*Problem to solve*: Rewrite the listing lines from the one containing "query: black hockey helmet" through the one containing "[333,207,383,277]", changing "glove" to "mitt" and keeping everything else the same. Give back only those lines.

*Information provided*:
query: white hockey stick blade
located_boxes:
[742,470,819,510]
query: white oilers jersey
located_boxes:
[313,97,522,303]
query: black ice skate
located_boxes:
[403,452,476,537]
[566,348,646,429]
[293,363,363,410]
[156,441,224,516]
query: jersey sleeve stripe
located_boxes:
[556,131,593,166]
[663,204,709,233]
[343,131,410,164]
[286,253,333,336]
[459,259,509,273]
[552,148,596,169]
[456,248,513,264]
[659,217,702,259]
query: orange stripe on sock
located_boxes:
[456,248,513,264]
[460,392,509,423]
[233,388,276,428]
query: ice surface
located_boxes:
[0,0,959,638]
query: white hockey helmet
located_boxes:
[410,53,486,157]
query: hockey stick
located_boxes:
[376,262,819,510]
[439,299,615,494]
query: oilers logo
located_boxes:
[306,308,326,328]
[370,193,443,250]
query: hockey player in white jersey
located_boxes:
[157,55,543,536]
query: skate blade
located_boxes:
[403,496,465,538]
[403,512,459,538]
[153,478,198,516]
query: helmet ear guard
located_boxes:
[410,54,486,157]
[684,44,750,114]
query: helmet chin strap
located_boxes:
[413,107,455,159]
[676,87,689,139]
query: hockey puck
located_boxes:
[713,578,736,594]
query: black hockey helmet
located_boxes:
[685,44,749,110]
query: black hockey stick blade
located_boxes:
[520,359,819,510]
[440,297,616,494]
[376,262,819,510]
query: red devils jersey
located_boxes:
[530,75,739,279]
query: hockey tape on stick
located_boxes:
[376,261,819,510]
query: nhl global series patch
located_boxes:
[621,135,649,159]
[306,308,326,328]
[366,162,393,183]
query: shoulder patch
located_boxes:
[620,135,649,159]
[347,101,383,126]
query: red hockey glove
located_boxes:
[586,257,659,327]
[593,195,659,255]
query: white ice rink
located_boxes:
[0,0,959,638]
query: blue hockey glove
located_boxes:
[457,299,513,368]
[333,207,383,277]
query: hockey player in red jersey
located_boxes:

==

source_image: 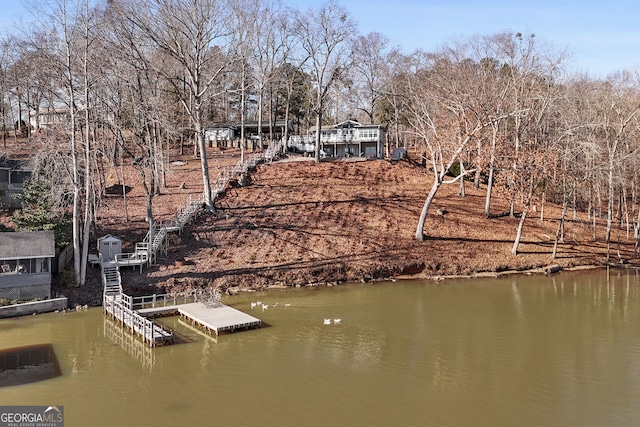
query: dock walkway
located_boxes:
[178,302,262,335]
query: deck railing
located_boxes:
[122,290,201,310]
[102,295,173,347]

* * *

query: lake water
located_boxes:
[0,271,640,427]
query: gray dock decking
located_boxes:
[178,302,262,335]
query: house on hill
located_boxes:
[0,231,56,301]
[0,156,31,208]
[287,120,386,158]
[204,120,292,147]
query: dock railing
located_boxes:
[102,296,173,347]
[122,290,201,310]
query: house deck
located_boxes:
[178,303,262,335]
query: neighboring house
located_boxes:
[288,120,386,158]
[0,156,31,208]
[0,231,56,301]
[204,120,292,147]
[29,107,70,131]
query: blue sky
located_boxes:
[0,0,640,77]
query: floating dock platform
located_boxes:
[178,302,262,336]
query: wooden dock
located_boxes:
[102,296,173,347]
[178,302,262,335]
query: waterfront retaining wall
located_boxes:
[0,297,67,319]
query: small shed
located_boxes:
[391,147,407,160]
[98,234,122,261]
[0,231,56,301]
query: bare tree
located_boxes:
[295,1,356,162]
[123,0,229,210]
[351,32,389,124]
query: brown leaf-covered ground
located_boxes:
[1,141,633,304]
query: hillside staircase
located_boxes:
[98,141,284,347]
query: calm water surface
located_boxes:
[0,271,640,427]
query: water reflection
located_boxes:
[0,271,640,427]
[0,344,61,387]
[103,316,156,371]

*Exercise result*:
query: black hockey helmet
located_boxes:
[685,44,749,110]
query: black hockey stick blade
located_boxes:
[520,359,819,510]
[440,297,616,494]
[376,262,819,510]
query: red devils jersey
located_boxes:
[530,75,739,279]
query: hockey tape on stick
located_boxes:
[376,261,819,510]
query: nhl global series patch
located_boxes:
[621,135,649,159]
[306,308,326,328]
[366,162,393,183]
query: shoulder patch
located_boxes:
[620,135,649,159]
[347,101,383,126]
query: red hockey mitt
located_boxes:
[586,257,659,327]
[593,195,659,255]
query: white ice rink
located_boxes:
[0,0,959,638]
query: blue hockey mitt
located_boxes:
[457,299,513,368]
[333,207,383,277]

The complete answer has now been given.